Most interestingly, we found that the amino acids from 174 to 210 on PXR play a significant role in preserving the p53-PXR association (Fig. 4B). This sequence is absent in the alternatively spliced isoform of PXR, also referred to as PXR.2 (Lin et al., 2009), indicating that p53 specifically associates with the more abundant isoform of PXR, PXR.1. In agreement with previously reported findings, whereas PXR.1 was robustly activated by rifampicin, PXR.2 was not (Supplemental Fig. 3, A and B). Interestingly, amino acids 174–210, which are present in PXR.1 but missing from PXR.2, are specific for PXR and are highly conserved among PXR proteins from different species identified to date (Supplemental Fig. 4). The requirement for a highly conserved and PXR-specific sequence for the interaction further indicates the specificity of the p53-PXR association.

Wild-Type p53 Attenuates PXR Binding to CYP3A4 Promoter.

━━━━━━

## YOUR TASKS:
1. Retype the part of the p53-PXR passage starting with "Most interestingly, we" and going on through "the p53-PXR association.".
2. In the p53-PXR passage, which isoform of PXR lacks amino acids 174 to 210?
The rows that come next are separate material, unconnected to the p53-PXR passage.

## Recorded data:
━━━━━━

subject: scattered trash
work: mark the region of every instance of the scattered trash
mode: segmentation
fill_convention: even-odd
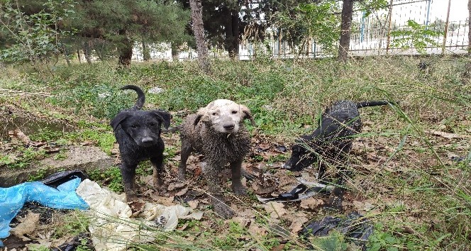
[[[327,186],[318,183],[309,187],[307,184],[301,183],[293,188],[290,192],[278,194],[278,196],[271,196],[268,197],[257,195],[257,199],[258,199],[258,201],[262,203],[267,203],[269,201],[297,201],[318,194],[323,191],[331,191],[333,190],[335,186]]]
[[[148,91],[148,93],[153,94],[160,94],[160,93],[164,92],[164,91],[165,91],[165,90],[163,89],[162,89],[160,87],[152,87]]]
[[[10,222],[26,202],[35,201],[58,209],[88,209],[88,204],[75,193],[80,182],[79,178],[75,178],[57,186],[57,189],[41,182],[0,188],[0,238],[9,235]],[[0,246],[3,246],[1,241]]]
[[[105,98],[107,98],[110,96],[111,96],[111,94],[109,93],[109,92],[103,92],[103,93],[101,93],[101,94],[98,94],[98,97],[100,98],[100,99],[105,99]]]
[[[128,243],[151,242],[156,230],[170,231],[177,228],[179,218],[200,220],[202,212],[180,205],[166,206],[145,202],[133,213],[123,202],[124,194],[118,195],[100,187],[96,182],[84,180],[77,193],[90,205],[89,230],[95,250],[126,250]],[[131,217],[139,218],[131,218]]]
[[[88,179],[89,177],[86,173],[81,170],[62,171],[50,175],[43,179],[41,182],[44,183],[45,185],[55,188],[61,184],[64,184],[75,178],[80,178],[81,180],[85,180],[86,179]]]
[[[301,230],[299,235],[326,236],[333,229],[343,234],[348,240],[361,246],[362,250],[366,250],[366,242],[373,233],[373,225],[369,218],[353,212],[344,219],[327,216],[321,221],[312,221]]]

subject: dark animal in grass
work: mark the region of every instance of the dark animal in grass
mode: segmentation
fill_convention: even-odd
[[[355,135],[361,132],[362,123],[358,108],[384,106],[387,101],[338,101],[324,111],[319,120],[319,126],[312,134],[302,135],[292,147],[292,155],[283,167],[292,171],[301,171],[311,164],[318,165],[318,179],[325,182],[327,166],[335,166],[339,174],[337,186],[331,193],[327,207],[341,210],[344,193],[342,186],[345,177],[350,176],[345,167],[348,155],[352,150]]]
[[[209,183],[211,203],[216,213],[226,218],[232,217],[233,211],[219,194],[222,189],[218,175],[228,164],[233,191],[238,195],[247,194],[240,182],[242,162],[250,143],[250,135],[243,125],[246,118],[255,125],[247,107],[230,100],[217,99],[187,116],[179,126],[182,151],[178,178],[185,179],[187,160],[192,152],[203,154],[203,174]]]
[[[160,138],[162,125],[168,128],[172,115],[159,110],[142,111],[145,96],[138,87],[127,85],[121,89],[131,89],[138,93],[134,107],[120,111],[113,120],[111,127],[119,144],[121,158],[121,171],[124,182],[126,201],[136,199],[135,169],[139,162],[150,160],[153,170],[154,186],[161,189],[164,184],[164,142]]]

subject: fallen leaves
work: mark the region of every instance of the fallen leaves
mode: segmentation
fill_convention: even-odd
[[[271,218],[275,219],[279,218],[280,216],[287,213],[286,209],[284,209],[284,204],[279,202],[270,201],[263,205],[263,208],[270,213]]]
[[[314,197],[309,197],[301,200],[299,206],[304,209],[314,210],[318,208],[319,206],[323,204],[324,202],[323,200]]]

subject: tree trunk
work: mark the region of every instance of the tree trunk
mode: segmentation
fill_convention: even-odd
[[[150,60],[150,51],[149,50],[149,45],[147,43],[143,41],[143,59],[144,61],[149,61]]]
[[[90,55],[90,45],[89,41],[84,42],[84,57],[89,65],[92,65],[92,56]]]
[[[467,33],[467,55],[471,56],[471,0],[467,0],[467,26],[469,28]],[[471,62],[470,62],[471,64]]]
[[[120,30],[119,35],[123,36],[123,40],[118,49],[118,65],[119,67],[128,68],[131,66],[131,60],[133,57],[133,43],[126,36],[126,30]]]
[[[338,61],[345,62],[348,57],[350,38],[352,35],[352,19],[353,17],[353,0],[343,0],[342,6],[342,24],[340,41],[338,46]]]
[[[211,71],[208,60],[208,47],[204,40],[204,28],[203,28],[203,6],[201,0],[189,0],[192,9],[192,30],[196,40],[198,62],[199,67],[206,73]]]
[[[239,55],[239,13],[231,11],[231,28],[226,28],[226,38],[228,39],[229,57],[234,60]]]
[[[79,59],[79,62],[82,63],[82,58],[80,58],[80,50],[77,49],[77,57]]]

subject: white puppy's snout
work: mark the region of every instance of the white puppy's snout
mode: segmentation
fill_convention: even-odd
[[[226,124],[223,126],[224,129],[226,130],[233,130],[234,128],[236,128],[236,125],[234,124]]]

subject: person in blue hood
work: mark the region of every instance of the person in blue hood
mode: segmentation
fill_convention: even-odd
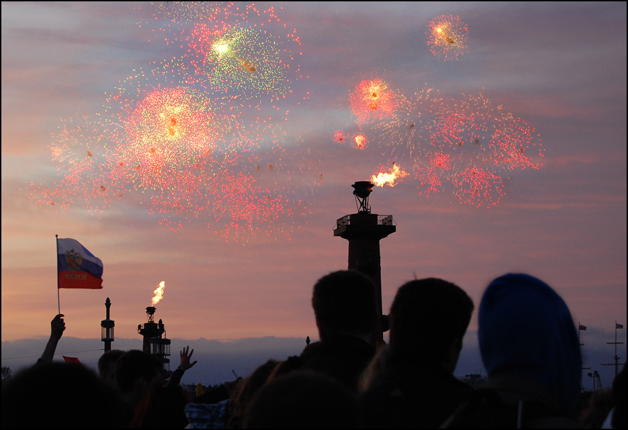
[[[518,404],[520,415],[527,408],[535,426],[578,427],[571,420],[582,360],[574,320],[560,296],[533,276],[509,273],[486,288],[478,320],[486,387],[504,404]]]

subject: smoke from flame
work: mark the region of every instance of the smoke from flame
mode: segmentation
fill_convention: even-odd
[[[155,306],[157,303],[159,302],[159,300],[163,298],[163,289],[165,288],[165,281],[162,281],[159,283],[159,286],[157,287],[157,289],[153,291],[155,294],[155,297],[152,298],[153,306]]]
[[[371,177],[371,182],[377,187],[383,187],[386,184],[394,187],[397,185],[395,183],[396,179],[405,178],[408,174],[407,171],[401,170],[396,163],[393,163],[392,169],[389,173],[380,172],[377,176],[373,175]]]

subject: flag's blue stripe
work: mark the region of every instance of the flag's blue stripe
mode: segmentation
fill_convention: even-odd
[[[69,270],[70,266],[68,264],[68,262],[66,261],[65,255],[63,255],[63,254],[59,254],[57,257],[59,261],[59,271]],[[88,273],[91,273],[91,275],[97,277],[103,277],[103,266],[100,264],[94,263],[94,261],[91,261],[87,259],[83,259],[83,261],[81,263],[80,268],[81,270],[84,270]]]

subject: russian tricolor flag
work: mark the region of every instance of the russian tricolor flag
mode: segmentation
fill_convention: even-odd
[[[59,288],[103,288],[103,262],[74,239],[57,239]]]

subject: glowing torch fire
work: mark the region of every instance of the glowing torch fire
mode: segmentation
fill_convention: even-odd
[[[164,288],[165,288],[165,281],[162,281],[159,283],[159,286],[157,287],[157,289],[153,291],[153,293],[155,294],[155,297],[152,298],[153,306],[155,306],[155,305],[158,303],[159,300],[160,300],[163,297]]]
[[[380,172],[377,176],[373,175],[371,177],[371,182],[377,187],[383,187],[386,184],[391,187],[394,187],[397,185],[395,183],[396,179],[405,178],[408,175],[408,173],[407,171],[401,170],[396,163],[393,163],[392,169],[390,169],[389,173]]]

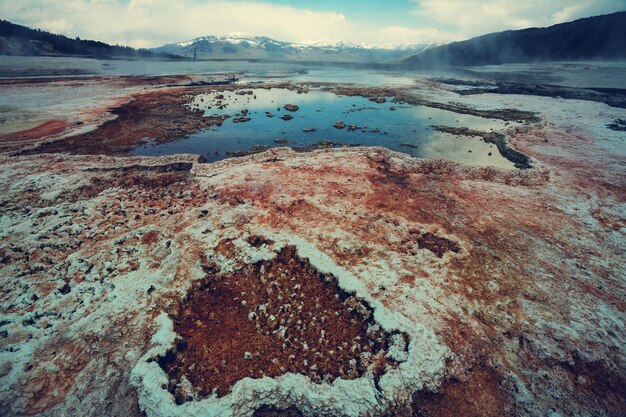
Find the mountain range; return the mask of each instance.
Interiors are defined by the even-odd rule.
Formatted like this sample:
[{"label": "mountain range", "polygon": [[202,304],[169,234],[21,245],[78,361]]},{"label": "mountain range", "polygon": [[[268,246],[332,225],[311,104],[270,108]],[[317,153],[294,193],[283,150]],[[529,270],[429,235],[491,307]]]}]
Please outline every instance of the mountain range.
[{"label": "mountain range", "polygon": [[539,61],[626,58],[626,12],[547,28],[508,30],[423,51],[411,67],[476,66]]},{"label": "mountain range", "polygon": [[547,28],[509,30],[447,45],[292,43],[265,36],[204,36],[152,49],[72,39],[0,20],[0,55],[261,60],[382,64],[401,68],[626,59],[626,11]]},{"label": "mountain range", "polygon": [[0,55],[178,58],[146,49],[109,45],[80,38],[72,39],[64,35],[17,25],[7,20],[0,20]]},{"label": "mountain range", "polygon": [[282,42],[266,36],[203,36],[169,43],[152,51],[189,59],[259,59],[271,61],[385,62],[428,49],[430,45],[368,46],[345,42]]}]

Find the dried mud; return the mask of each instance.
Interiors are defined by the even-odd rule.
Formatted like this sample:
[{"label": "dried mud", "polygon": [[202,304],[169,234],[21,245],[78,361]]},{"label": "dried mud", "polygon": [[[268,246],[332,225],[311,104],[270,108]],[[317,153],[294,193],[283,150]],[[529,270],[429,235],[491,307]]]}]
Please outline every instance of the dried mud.
[{"label": "dried mud", "polygon": [[378,377],[393,365],[385,357],[390,335],[375,324],[371,309],[294,247],[233,275],[209,274],[172,315],[181,339],[160,360],[180,403],[213,392],[224,396],[246,377],[291,372],[332,382],[368,370]]},{"label": "dried mud", "polygon": [[[359,147],[0,156],[0,414],[623,415],[623,146],[589,106],[511,129],[516,171]],[[280,335],[294,293],[319,297],[309,330],[339,313],[328,345]],[[292,333],[309,351],[275,343]],[[351,367],[357,336],[377,371]]]}]

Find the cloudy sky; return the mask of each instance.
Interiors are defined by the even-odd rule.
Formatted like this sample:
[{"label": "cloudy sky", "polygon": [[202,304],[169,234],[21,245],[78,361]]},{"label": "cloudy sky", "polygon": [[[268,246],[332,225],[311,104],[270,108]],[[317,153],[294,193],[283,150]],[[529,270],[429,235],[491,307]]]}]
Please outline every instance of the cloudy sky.
[{"label": "cloudy sky", "polygon": [[245,33],[440,43],[626,10],[626,0],[0,0],[0,18],[135,47]]}]

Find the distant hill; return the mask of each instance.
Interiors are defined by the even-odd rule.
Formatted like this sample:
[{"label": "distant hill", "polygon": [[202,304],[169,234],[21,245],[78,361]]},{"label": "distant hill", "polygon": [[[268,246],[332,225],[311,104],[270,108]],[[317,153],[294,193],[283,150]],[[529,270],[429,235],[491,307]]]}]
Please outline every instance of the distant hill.
[{"label": "distant hill", "polygon": [[403,62],[434,67],[620,58],[626,58],[626,12],[492,33],[435,47]]},{"label": "distant hill", "polygon": [[275,61],[385,62],[423,51],[429,45],[368,46],[321,41],[291,43],[265,36],[204,36],[169,43],[155,52],[182,55],[189,59],[259,59]]},{"label": "distant hill", "polygon": [[0,20],[0,55],[78,55],[90,57],[180,58],[147,49],[71,39]]}]

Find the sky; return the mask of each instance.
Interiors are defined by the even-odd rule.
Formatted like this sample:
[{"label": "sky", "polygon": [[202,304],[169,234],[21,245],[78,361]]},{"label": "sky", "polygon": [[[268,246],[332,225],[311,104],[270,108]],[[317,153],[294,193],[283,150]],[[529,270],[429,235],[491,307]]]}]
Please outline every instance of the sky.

━━━━━━

## ANSWERS FOR EACH ITEM:
1.
Most interestingly, we found that the amino acids from 174 to 210 on PXR play a significant role in preserving the p53-PXR association (Fig. 4B). This sequence is absent in the alternatively spliced isoform of PXR, also referred to as PXR.2 (Lin et al., 2009), indicating that p53 specifically associates with the more abundant isoform of PXR, PXR.1. In agreement with previously reported findings, whereas PXR.1 was robustly activated by rifampicin, PXR.2 was not (Supplemental Fig. 3, A and B). Interestingly, amino acids 174–210, which are present in PXR.1 but missing from PXR.2, are specific for PXR and are highly conserved among PXR proteins from different species identified to date (Supplemental Fig. 4). The requirement for a highly conserved and PXR-specific sequence for the interaction further indicates the specificity of the p53-PXR association.

2. PXR.2, the alternatively spliced isoform